PENGERTIAN TRIAS
POLITIKA
Pemisahan kekuasaan juga disebut dengan istilah trias politica adalah sebuah ide bahwa sebuah pemerintahan berdaulat harus dipisahkan antara dua atau lebih
kesatuan kuat yang bebas, mencegah satu orang atau kelompok mendapatkan kuasa
yang terlalu banyak.
Pemisahan kekuasaan merupakan suatu cara pembagian dalam
tubuh pemerintahan agar tidak ada penyelahgunaan kekuasaan, antara legislatif,
eksekutif dan yudikatif. pemisahan kekuasaan kepada 3 lembaga berbeda : Legislatif
adalah lembaga untuk membuat undang-undang; Eksekutif adalah
lembaga yang melaksanakan undang-undang; dan Yudikatif
adalah lembaga yang mengawasi jalannya pemerintahan dan negara secara
keseluruhan, menginterpretasikan undang-undang jika ada sengketa, serta
menjatuhkan sanksi bagi lembaga ataupun perseorangan manapun yang melanggar
undang-undang.
Sejarah Trias Politika
Pada masa lalu, bumi dihuni
masyrakat pemburu primitif yang biasanya mengidentifikasi diri sebagai suku.
Masing-masing suku dipimpin oleh seorang kepala suku yang biasanya didasarkan
atas garis keturunan ataupun kekuatan fisik atau nonfisik yang dimiliki. Kepala
suku ini memutuskan seluruh perkara yang ada di suku tersebut.
Pada perkembangannya,
suku-suku kemudian memiliki sebuah dewan yang diisi oleh para tetua masyarakat.
Contoh dari dewan ini yang paling kentara adalah pada dewan-dewan Kota Athena
(Yunani). Dewan ini sudah menampakkan 3 kekuasaan Trias Politika yaitu
kekuasaan legislatif, eksekutif, dan yudikatif. Bahkan di Romawi Kuno, sudah
ada perwakilan daerah yang disebut Senat, lembaga yang mewakili aspirasi
daerah-daerah. Kesamaan dengan Indonesia sekarang adalah Dewan Perwakilan
Daerah (DPD).

Tugas Latihan 1 -
Salin bagian teks tentang trias politika mulai dari "Sejarah Trias Politika" sampai dengan "para tetua masyarakat." tanpa mengubah apa pun.
Tugas Latihan 2 -
Menurut teks tentang trias politika, lembaga apa yang bertugas membuat undang-undang?
Tugas Latihan 3 -
Tolong jelaskan dalam satu sampai tiga kalimat mengapa kekuasaan pemerintahan perlu dipisahkan menurut teks tentang trias politika.
Kerjakan semuanya hanya berdasarkan teks tentang trias politika.

Bahan yang Diberikan -

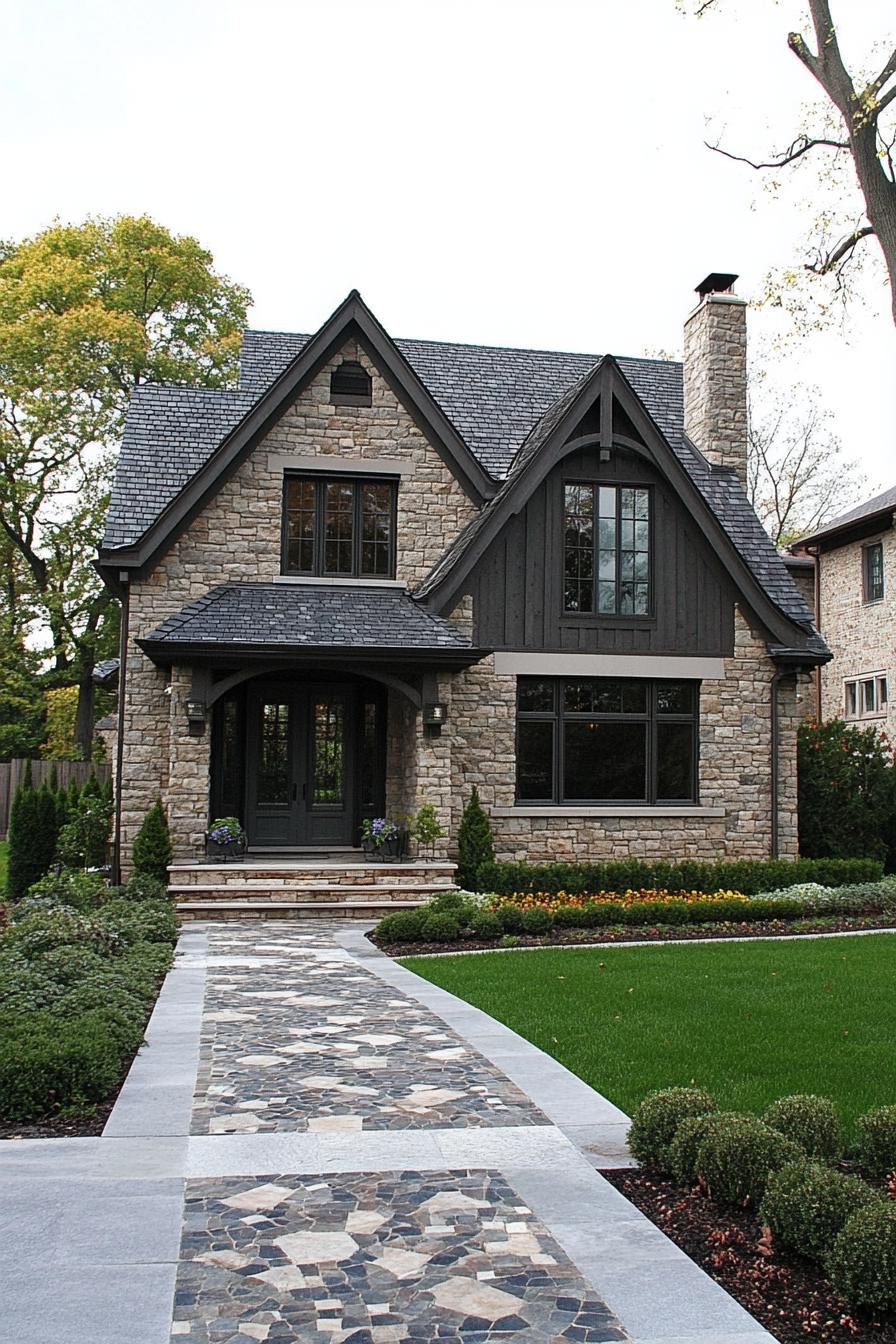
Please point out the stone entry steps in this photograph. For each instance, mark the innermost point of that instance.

Jawaban Benar 1 -
Sejarah Trias Politika
Pada masa lalu, bumi dihuni
masyrakat pemburu primitif yang biasanya mengidentifikasi diri sebagai suku.
Masing-masing suku dipimpin oleh seorang kepala suku yang biasanya didasarkan
atas garis keturunan ataupun kekuatan fisik atau nonfisik yang dimiliki. Kepala
suku ini memutuskan seluruh perkara yang ada di suku tersebut.
Pada perkembangannya,
suku-suku kemudian memiliki sebuah dewan yang diisi oleh para tetua masyarakat.

Jawaban Benar 2 -
Legislatif.

Jawaban Benar 3 -
Kekuasaan dipisahkan agar tidak ada satu orang atau kelompok yang mendapatkan kuasa terlalu banyak. Pembagian kekuasaan antara legislatif, eksekutif, dan yudikatif juga bertujuan mencegah penyalahgunaan kekuasaan dalam tubuh pemerintahan.